- Set problem
Rewrite every line of the data below, scaling each bounding box coordinate by 1.95 and rounding to whole numbers (halves round up), with all other text and numbers left unchanged. Leave the pictures out of your answer.

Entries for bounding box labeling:
----------------------------------------
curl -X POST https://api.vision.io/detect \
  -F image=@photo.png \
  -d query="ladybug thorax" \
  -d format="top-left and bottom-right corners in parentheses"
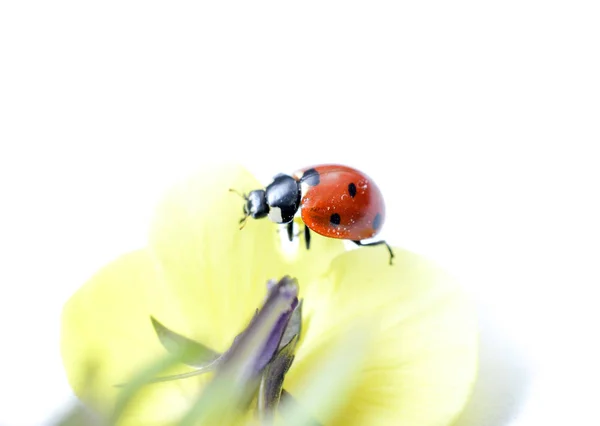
top-left (265, 174), bottom-right (301, 223)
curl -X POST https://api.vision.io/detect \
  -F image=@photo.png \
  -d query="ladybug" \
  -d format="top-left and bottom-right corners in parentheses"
top-left (231, 164), bottom-right (394, 264)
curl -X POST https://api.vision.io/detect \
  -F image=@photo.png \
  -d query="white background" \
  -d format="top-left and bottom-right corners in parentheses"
top-left (0, 1), bottom-right (600, 426)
----------------------------------------
- Answer to this exercise
curl -X POST https://api.vision.io/detect \
  -F image=@photo.png \
  -d query="ladybug thorax" \
  -d format="top-left and bottom-right corners in parentheses"
top-left (517, 339), bottom-right (587, 435)
curl -X POST https://api.vision.io/detect \
  -F image=@photo.png \
  -d query="ladybug" \
  -d format="top-left and bottom-right corners in parentheses"
top-left (450, 320), bottom-right (768, 515)
curl -X POST https://api.vision.io/detect \
  -F image=@photo.png \
  -d query="white background" \
  -d format="top-left and bottom-right corners in parentheses"
top-left (0, 2), bottom-right (1170, 831)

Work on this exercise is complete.